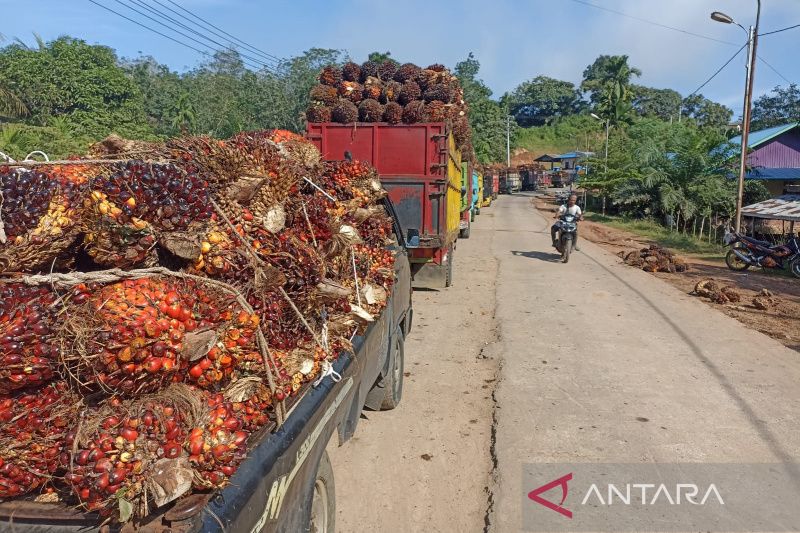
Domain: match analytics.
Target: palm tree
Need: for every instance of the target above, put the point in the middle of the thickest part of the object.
(10, 104)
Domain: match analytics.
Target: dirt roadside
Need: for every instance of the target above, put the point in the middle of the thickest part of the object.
(781, 320)
(426, 465)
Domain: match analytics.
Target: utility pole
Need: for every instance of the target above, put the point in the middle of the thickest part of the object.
(748, 98)
(508, 141)
(752, 46)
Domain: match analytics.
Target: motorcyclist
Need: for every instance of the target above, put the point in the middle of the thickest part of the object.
(573, 209)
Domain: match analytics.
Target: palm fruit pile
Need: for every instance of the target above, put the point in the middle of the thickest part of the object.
(393, 93)
(654, 258)
(38, 214)
(122, 390)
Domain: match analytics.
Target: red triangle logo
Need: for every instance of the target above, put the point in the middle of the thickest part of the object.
(562, 482)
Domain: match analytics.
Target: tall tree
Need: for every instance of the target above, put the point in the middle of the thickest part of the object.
(538, 101)
(608, 82)
(781, 106)
(609, 75)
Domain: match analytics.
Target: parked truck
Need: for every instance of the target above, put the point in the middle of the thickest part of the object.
(286, 482)
(465, 217)
(477, 193)
(421, 169)
(488, 195)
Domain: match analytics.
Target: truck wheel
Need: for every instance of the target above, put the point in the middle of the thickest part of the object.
(448, 280)
(323, 499)
(393, 392)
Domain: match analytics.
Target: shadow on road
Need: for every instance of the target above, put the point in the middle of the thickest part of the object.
(759, 425)
(541, 256)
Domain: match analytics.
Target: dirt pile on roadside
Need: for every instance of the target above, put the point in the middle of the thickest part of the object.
(708, 288)
(764, 300)
(654, 258)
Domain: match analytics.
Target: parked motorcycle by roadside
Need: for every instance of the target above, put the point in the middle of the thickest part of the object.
(746, 252)
(567, 226)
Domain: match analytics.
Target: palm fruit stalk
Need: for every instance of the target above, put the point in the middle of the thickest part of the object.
(29, 351)
(33, 435)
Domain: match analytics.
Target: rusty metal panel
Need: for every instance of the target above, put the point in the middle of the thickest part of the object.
(786, 207)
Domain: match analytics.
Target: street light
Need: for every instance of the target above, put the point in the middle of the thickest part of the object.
(752, 44)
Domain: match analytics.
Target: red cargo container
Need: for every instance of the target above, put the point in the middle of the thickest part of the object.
(420, 168)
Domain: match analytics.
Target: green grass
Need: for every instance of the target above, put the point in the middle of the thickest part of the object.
(655, 232)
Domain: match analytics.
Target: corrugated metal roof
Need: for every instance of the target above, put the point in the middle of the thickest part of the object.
(786, 207)
(761, 173)
(761, 136)
(575, 155)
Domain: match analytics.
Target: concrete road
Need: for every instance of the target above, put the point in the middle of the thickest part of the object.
(605, 363)
(598, 362)
(426, 466)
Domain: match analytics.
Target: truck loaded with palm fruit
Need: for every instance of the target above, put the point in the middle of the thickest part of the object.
(181, 334)
(412, 125)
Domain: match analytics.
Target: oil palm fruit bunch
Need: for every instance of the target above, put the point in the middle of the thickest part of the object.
(330, 75)
(351, 71)
(414, 112)
(142, 336)
(406, 72)
(129, 439)
(319, 114)
(438, 91)
(162, 194)
(387, 70)
(369, 69)
(351, 90)
(373, 91)
(393, 113)
(427, 77)
(409, 92)
(217, 447)
(235, 348)
(370, 111)
(40, 211)
(345, 112)
(28, 346)
(391, 92)
(33, 433)
(324, 94)
(435, 111)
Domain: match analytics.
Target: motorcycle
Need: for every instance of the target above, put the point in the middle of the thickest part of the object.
(567, 226)
(746, 252)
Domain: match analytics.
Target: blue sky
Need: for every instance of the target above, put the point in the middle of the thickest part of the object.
(514, 40)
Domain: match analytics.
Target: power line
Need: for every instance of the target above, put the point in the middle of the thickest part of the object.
(687, 32)
(720, 69)
(256, 66)
(201, 35)
(151, 29)
(780, 30)
(245, 45)
(775, 70)
(209, 24)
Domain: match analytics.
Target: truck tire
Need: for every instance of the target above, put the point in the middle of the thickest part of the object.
(393, 388)
(322, 515)
(448, 280)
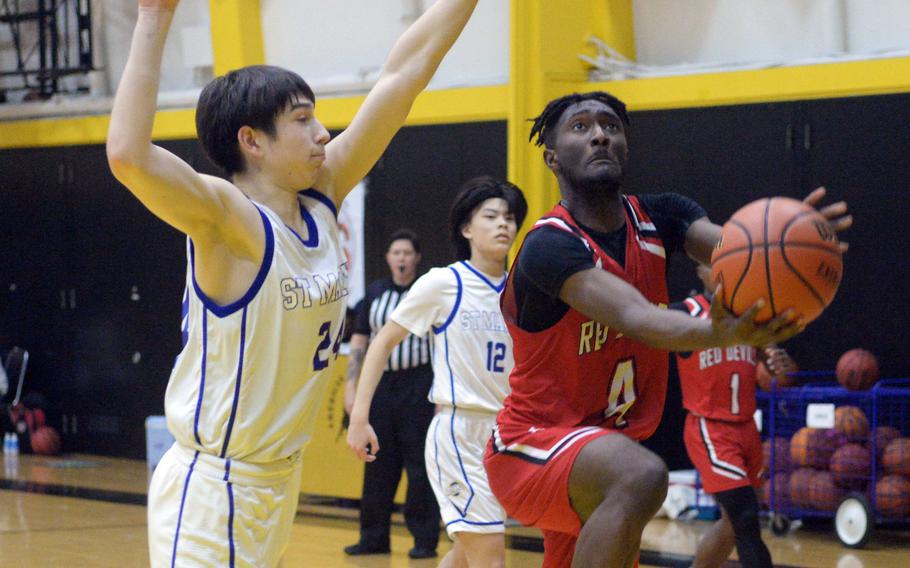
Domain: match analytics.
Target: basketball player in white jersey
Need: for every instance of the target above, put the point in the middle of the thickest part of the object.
(472, 358)
(266, 278)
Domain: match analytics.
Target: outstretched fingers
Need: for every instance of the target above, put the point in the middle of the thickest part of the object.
(837, 214)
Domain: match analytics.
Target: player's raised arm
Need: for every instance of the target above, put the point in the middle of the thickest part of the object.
(164, 183)
(615, 303)
(360, 433)
(407, 71)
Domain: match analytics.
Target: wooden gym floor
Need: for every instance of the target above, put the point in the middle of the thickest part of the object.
------------
* **Your task**: Quote in full the listing given above; the images are to be left out.

* **Written response**:
Domain: match analytics.
Target: palm tree
Need: for every instance of the target above, put the point in the middle of the thickest part of the object.
(10, 104)
Domain: match analytics.
Target: dirt roadside
Need: for every instance of the target above, put the point in the middle of the thickest part of the object.
(781, 320)
(426, 465)
Domain: match analytics.
Target: utility pole
Need: for every instance of the target above, put the point in the middle of the thickest part of the object.
(748, 98)
(508, 141)
(752, 46)
Domain: match analytics.
Target: motorcyclist
Need: for every instance of the target above, put the point in the middle of the thickest part of the object.
(573, 209)
Domain: match analytics.
Target: palm fruit pile
Need: for every instance of the target above, put the point in the middle of the thickest part of the object.
(393, 93)
(654, 258)
(38, 214)
(122, 390)
Domain: match analytics.
Target: red triangle logo
Need: for every instance of the target above, put the point in the middle of the thickest part of the object.
(562, 482)
Domain: match analytics.
Target: tall tree
Need: for every instance of the target above, put the point in the middle of the thickest part of the object.
(538, 101)
(608, 82)
(781, 106)
(609, 75)
Domain: match analytics.
Target: parked truck
Need: for every instance of the target above, put the point in the middle of the thickest part of the object.
(286, 482)
(465, 217)
(477, 193)
(421, 169)
(488, 195)
Domain: match analytics.
Target: truck wheel
Need: for every instance of the target above, put the point in the middle of the thickest part of the object.
(448, 280)
(323, 499)
(393, 392)
Domain: match analytics.
Target: shadow on road
Need: for every instance of the target above, put the point in the middle of the thickest part of the object.
(759, 425)
(541, 256)
Domain: match analytics.
Target: dirt pile on roadside
Need: for every instance of the target above, put the point in the middle of the thickest part of the object.
(708, 288)
(764, 300)
(654, 258)
Domain: match analytics.
Target: parked motorcycle by roadside
Need: for every instance of the target above, put the point in the middle of the thickest part of the object.
(746, 252)
(567, 226)
Domain: match analytics.
Target: palm fruit stalk
Need: for every instance of the target above, put the point in the middle of the thickest part of the object.
(29, 351)
(33, 435)
Domain: match analytics.
Target: rusty metal panel
Need: for every instance of the target above, put the point in the middle of the thickest part of the object.
(786, 207)
Domain: match analytics.
Target: street light
Need: for every instance of the target above, put the point in the middle of the thickest part of the object.
(752, 44)
Domain: match analytics.
Target: red cargo container
Need: for every instance of the target above, put the point in the middle of the thickest part of the object.
(420, 168)
Domain: match analytics.
Target: green grass
Need: for every instance of the target above, put the point in the middle of the thickest part of the object.
(655, 232)
Domain: match analytics.
Target: corrugated metal roof
Need: for every instance of the target above, put the point in the middle of the thickest part of the object.
(786, 207)
(761, 173)
(761, 136)
(575, 155)
Domain: match analytics.
Target: concrete road
Need: for every instance of the target above, put the point in the middle of the thickest part of the object.
(605, 363)
(598, 362)
(426, 466)
Domain: match analytics.
Target: truck loaded with palm fruit
Need: for every instance of the target above, put the point in the middle of the thickest part of the object.
(181, 334)
(412, 125)
Domain: match analytics.
Target: oil palm fruit bunch
Need: for every instance of the target above, put the point in the middle of the thickest part of the object.
(330, 75)
(351, 71)
(414, 112)
(142, 336)
(406, 72)
(129, 439)
(319, 114)
(438, 91)
(162, 194)
(387, 70)
(369, 69)
(351, 90)
(373, 91)
(393, 113)
(427, 77)
(409, 92)
(217, 447)
(235, 348)
(370, 111)
(40, 211)
(345, 112)
(28, 346)
(391, 92)
(33, 433)
(324, 94)
(435, 111)
Domain: match analytics.
Target: motorcycle
Need: for every instance of the target above, put the point in the middle of the thickest part of the object.
(567, 226)
(746, 252)
Domain: match analytics.
Target: blue sky
Need: for every instance of the target above, put the point in the middle of the thickest part of the object.
(514, 40)
Domain: match analytics.
Target: power line
Need: for every instance of the target above, put the point in the middle of the thickest part of the object.
(687, 32)
(720, 69)
(256, 66)
(201, 35)
(151, 29)
(780, 30)
(245, 45)
(775, 70)
(209, 24)
Domain: match analytics.
Target: truck tire
Need: for every instance of the target above, put the point in the middle of the thickest part of the object.
(393, 388)
(322, 515)
(448, 280)
Domain: match analytics.
Target: basketball player in white jersey
Need: for every instance of the target above, put the point in the middle of the thickest part of the object.
(472, 358)
(266, 278)
Domain: match analytics.
Target: outstretched fingers
Need: for every instance of the target above, put the point in the middle of the thickest part of the object.
(837, 214)
Domain: match analytics.
Target: player's raised arm
Need: for every instance of the target above, put the point in the middle of the thickest part of the object.
(164, 183)
(615, 303)
(360, 433)
(407, 71)
Domain: match analytics.
Target: wooden gym floor
Need: for every instance of the target above, put the point in the middle of the thickest part of the object.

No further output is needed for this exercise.